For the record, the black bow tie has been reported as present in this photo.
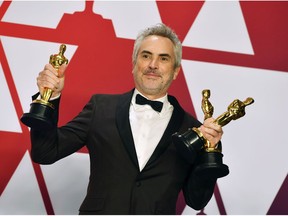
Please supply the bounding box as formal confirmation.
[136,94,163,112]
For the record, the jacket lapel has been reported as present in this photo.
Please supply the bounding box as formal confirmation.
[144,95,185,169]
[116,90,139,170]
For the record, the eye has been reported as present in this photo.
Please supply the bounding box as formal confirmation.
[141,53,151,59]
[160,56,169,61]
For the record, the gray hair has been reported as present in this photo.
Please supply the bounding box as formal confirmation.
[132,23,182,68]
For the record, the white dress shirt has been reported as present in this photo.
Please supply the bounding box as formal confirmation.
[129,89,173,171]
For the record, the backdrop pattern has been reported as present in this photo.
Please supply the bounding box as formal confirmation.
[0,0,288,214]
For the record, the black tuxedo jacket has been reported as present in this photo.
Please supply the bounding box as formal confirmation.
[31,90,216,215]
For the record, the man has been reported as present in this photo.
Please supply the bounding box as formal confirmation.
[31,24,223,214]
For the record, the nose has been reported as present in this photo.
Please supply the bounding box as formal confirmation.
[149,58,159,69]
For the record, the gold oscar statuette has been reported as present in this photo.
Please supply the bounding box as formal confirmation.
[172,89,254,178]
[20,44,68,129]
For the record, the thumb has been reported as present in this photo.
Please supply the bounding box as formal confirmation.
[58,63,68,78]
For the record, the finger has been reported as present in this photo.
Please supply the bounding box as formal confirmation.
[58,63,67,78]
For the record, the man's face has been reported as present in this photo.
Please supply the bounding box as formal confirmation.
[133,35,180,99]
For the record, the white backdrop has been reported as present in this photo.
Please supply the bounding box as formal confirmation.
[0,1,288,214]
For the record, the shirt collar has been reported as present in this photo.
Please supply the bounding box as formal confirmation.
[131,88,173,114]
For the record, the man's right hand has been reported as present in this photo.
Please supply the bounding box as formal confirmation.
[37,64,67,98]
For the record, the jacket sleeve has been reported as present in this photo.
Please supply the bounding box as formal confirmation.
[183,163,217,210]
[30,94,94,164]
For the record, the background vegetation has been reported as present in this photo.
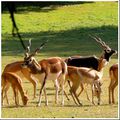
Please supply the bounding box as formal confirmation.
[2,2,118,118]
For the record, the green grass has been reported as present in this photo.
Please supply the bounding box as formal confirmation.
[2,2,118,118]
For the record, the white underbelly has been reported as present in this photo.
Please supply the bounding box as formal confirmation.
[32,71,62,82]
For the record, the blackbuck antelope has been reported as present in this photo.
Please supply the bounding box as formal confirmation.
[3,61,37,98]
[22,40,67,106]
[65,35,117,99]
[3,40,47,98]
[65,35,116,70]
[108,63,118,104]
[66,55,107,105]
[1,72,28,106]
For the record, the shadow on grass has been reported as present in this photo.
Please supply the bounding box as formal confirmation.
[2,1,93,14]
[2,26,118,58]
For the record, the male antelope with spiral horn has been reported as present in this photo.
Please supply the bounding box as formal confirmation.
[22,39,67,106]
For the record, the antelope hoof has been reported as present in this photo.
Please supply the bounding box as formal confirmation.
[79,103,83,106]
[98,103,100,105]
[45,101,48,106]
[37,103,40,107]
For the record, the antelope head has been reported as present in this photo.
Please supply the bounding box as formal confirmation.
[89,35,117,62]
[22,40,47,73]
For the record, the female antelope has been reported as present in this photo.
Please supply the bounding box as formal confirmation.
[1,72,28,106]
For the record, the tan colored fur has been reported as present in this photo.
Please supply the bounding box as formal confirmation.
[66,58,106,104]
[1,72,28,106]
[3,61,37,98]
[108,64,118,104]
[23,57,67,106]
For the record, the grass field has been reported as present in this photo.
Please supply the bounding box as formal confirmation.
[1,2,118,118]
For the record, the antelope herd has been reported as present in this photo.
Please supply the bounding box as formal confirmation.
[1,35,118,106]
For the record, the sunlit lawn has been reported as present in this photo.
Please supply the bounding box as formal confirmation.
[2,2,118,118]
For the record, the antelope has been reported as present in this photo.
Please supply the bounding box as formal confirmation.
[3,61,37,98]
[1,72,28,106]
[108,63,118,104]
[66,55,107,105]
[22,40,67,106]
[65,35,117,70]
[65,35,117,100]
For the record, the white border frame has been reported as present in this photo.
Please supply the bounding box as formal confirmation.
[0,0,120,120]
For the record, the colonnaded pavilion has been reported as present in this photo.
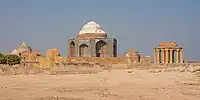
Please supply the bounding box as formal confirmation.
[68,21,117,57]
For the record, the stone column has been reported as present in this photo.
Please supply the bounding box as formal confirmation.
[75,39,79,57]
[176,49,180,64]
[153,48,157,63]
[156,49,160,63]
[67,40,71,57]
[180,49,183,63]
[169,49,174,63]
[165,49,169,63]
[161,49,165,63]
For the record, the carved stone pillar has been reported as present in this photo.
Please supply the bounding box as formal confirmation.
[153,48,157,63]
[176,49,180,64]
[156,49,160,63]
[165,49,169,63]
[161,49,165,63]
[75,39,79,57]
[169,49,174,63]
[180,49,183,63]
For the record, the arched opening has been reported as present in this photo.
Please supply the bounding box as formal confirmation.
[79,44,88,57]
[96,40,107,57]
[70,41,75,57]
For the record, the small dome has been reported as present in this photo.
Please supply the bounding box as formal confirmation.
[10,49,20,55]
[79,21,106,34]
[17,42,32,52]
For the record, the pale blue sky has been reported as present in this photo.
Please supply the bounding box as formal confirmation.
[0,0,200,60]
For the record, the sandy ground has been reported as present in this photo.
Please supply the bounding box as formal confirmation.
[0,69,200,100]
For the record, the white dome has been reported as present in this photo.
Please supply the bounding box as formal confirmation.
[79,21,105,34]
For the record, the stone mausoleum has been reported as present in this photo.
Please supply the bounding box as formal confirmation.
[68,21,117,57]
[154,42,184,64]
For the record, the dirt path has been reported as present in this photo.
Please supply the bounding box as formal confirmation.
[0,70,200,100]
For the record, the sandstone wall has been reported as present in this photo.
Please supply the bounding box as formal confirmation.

Instructions for the task:
Copy out every entry above word for word, omitting the pictures.

Solution to this exercise:
For the record, the black bow tie has been reported as present in this photo.
Please supply the bounding box as formal confirmation.
[136,94,163,112]
For the record, the jacket lapel has been reported as present in this photo.
Please supply the bounding box as formal confirmation.
[144,95,185,169]
[116,90,139,170]
For the record, the eye has been reported as present in this photo.
Please supply the bounding box as formal confirmation.
[141,53,151,59]
[160,56,169,61]
For the record, the gray hair has been reported as present in this photo.
Please supply the bounding box as formal confirmation.
[132,23,182,68]
For the record, the white dress shirt has been reported as present in this photo.
Please supply the bounding box as formal confirmation.
[129,89,173,171]
For the record, the backdrop pattern has been reported as present in this photo.
Please supply the bounding box as formal confirmation.
[0,0,288,214]
For the record, the black tuxedo jacket has been reported as present in this photo.
Please supply the bounding box as formal confirmation.
[31,90,216,215]
For the record, the man has been reported as present in this photo.
Please supply the bounding box as formal confirmation.
[31,24,223,214]
For the record, the nose has been reported as present in this photo.
Please supply the bounding box as formal confirmation.
[149,58,159,69]
For the record, the gold oscar statuette has been reported as present in this photo.
Please supply the bounding box as formal confirmation.
[172,89,254,178]
[20,44,68,129]
For the record, the thumb has been reported as present in this photo.
Please supply the bounding box as formal confirmation.
[58,63,68,78]
For the record, the finger has been reported as present in this photo.
Please supply the bounding box as formal confirmation.
[58,63,67,78]
For the record, the man's face has been reported as present in this photo.
Please supply the bounding box as formal confirmation.
[133,35,180,99]
For the record, the white backdrop has been reported as present in this photo.
Please supply the bounding box as formal confirmation.
[0,1,288,214]
For the record, the shirt collar has been reported as present in this photo.
Please supply the bounding box as formal confirmation.
[131,88,173,114]
For the record, the man's right hand has been reported as present in this photo.
Please supply the bounding box as formal confirmation.
[37,64,67,98]
For the record, the jacket sleeve has been reported as present in this photo.
Please supply the bounding box as formal confirmation.
[183,163,217,210]
[30,94,94,164]
For the record, the background vegetation has been reported as present in this photo.
Please supply the bounding box as formal confirmation.
[2,2,118,118]
For the record, the green grass has been reported as present in this photo.
Please supply the bounding box as formal confirmation.
[2,2,118,118]
For the record, the white underbelly has been reported as present in this photo.
Please supply the bounding box as formal confirmation.
[32,71,62,82]
For the record, the blackbuck antelope has been reported as present in this photo.
Please supply the bounding box as formal confirmation.
[3,61,37,98]
[22,40,67,106]
[65,35,117,99]
[3,40,47,98]
[65,35,116,70]
[108,63,118,104]
[66,55,107,105]
[1,72,28,106]
For the record, the shadow on grass has been reported as present in this photo.
Please supply the bounding box as formal confirmation.
[2,1,93,14]
[2,26,118,58]
For the record, the male antelope with spiral horn has been reported as present in this photo.
Please supply the bounding box as formal confirmation.
[22,39,67,106]
For the record, the antelope hoof has been reported as present in this photo.
Please supply the bounding box as formal confirmation.
[79,103,83,106]
[98,103,100,105]
[45,101,48,106]
[37,103,40,107]
For the record, the antelope head has been reported as present in this photo.
Please supply the bounding box as formal confirmation.
[89,35,117,62]
[22,40,47,73]
For the record, the female antelope has been reported as present in this photo.
Please supply the bounding box as formal confirmation.
[1,72,28,106]
For the record, the tan colored fur has been reported as present in this photo.
Please supply the bounding box as formal confirmation.
[66,58,106,104]
[1,72,28,106]
[3,61,37,98]
[108,64,118,104]
[23,57,67,106]
For the record, the grass field has been reported as present in this photo.
Please supply the bounding box as formal confirmation.
[1,2,118,118]
For the record, the antelope herd has been reported as present in this photo.
Please supply the bounding box as formal confirmation.
[1,35,118,106]
For the record, the sunlit lawn has been reported as present in this photo.
Please supply the bounding box as formal confirmation.
[2,2,118,118]
For the record, the antelope has been reported as present in this photo.
Please supply the bounding box as formal confirmation.
[3,61,37,98]
[1,72,28,106]
[108,63,118,104]
[66,55,107,105]
[22,40,67,106]
[65,35,117,70]
[65,35,117,100]
For the record, the white border frame has been reported as present in this photo.
Please supply the bounding box as formal confirmation.
[0,0,120,120]
For the record, the colonnaded pavilion has been reported as present in this photo.
Please supply the bounding box as formal confirmation.
[68,21,117,57]
For the record, the stone column has been reported as present in this photo.
Please supply the bounding box as formal confirmation.
[75,39,79,57]
[176,49,180,64]
[153,48,157,63]
[156,49,160,63]
[67,40,71,57]
[180,49,183,63]
[169,49,174,63]
[165,49,169,63]
[161,49,165,63]
For the record, the carved stone pillar has been reported as present in this photo.
Please supply the bounding box as formal confirmation.
[153,48,157,63]
[176,49,180,64]
[156,49,160,63]
[165,49,169,63]
[161,49,165,63]
[75,39,79,57]
[169,49,174,63]
[180,49,183,63]
For the record, the arched opening has been reported as present in this photo.
Please supply the bounding box as formal confirmation.
[79,44,88,57]
[96,40,107,57]
[70,41,75,57]
For the record, the small dome has been reported as present in this photo.
Please supply the bounding box as formal confirmation.
[10,49,20,55]
[79,21,106,34]
[17,42,32,52]
For the record, the pale blue sky has been reported as present in this photo.
Please supply the bounding box as formal confirmation.
[0,0,200,60]
For the record, the sandy ground has been reported as present in this photo.
Please supply the bounding box as formal confirmation.
[0,69,200,100]
For the record, the white dome has been reported as present in this photo.
Please supply the bounding box as formal confirmation.
[79,21,105,34]
For the record, the stone mausoleum has been reported as present in this photo.
Please supply the bounding box as formal confirmation.
[68,21,117,57]
[154,42,184,64]
For the record, the dirt path has been reported as present in this photo.
Please supply the bounding box as formal confirmation.
[0,70,200,100]
For the record, the sandstone wall has been reported as present in this photo.
Please supply the bounding box as formal confirmation.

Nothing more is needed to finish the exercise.